### RECORDS FOR PROCESSING
=======
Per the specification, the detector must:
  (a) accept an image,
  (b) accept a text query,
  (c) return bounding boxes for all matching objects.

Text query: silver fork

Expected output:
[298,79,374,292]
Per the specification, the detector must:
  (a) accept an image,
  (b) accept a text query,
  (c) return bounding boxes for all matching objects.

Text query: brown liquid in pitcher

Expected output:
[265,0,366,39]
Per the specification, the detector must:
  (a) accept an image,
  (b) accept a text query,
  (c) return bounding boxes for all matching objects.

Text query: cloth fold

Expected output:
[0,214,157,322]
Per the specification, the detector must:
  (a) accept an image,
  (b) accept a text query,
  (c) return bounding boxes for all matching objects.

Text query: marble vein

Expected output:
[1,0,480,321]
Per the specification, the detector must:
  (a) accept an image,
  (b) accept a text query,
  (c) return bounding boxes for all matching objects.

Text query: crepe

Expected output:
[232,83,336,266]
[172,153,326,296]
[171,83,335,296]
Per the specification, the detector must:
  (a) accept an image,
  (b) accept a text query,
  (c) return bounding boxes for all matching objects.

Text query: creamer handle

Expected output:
=======
### WHAT TO WORK ON
Return only and exactly the lines from the one that contains "Text query: brown liquid in pitcher" through the final line of the material above.

### RESULT OF THIS TASK
Text query: brown liquid in pitcher

Expected output:
[265,0,366,39]
Per the specification, the detector must:
  (a) accept an image,
  (b) accept a text query,
  (c) return bounding boxes for all matching objects.

Text query: cloth fold

Expected output:
[0,214,157,322]
Per the specification, the detector must:
  (a) accept an image,
  (b) accept a text query,
  (c) return bounding boxes for all matching objects.

Text query: marble vein

Expected output:
[1,0,480,321]
Per the specification, the detector must:
  (a) accept an image,
  (b) accept a text query,
  (c) return bounding boxes for all matching objects.

Text query: crepe

Expected output:
[232,83,336,266]
[172,153,326,296]
[171,83,335,296]
Per the specification, the detector must:
  (a) accept an image,
  (b) accept a text query,
  (c) return bounding boxes for all matching objects.

Text query: creamer handle

Expected output:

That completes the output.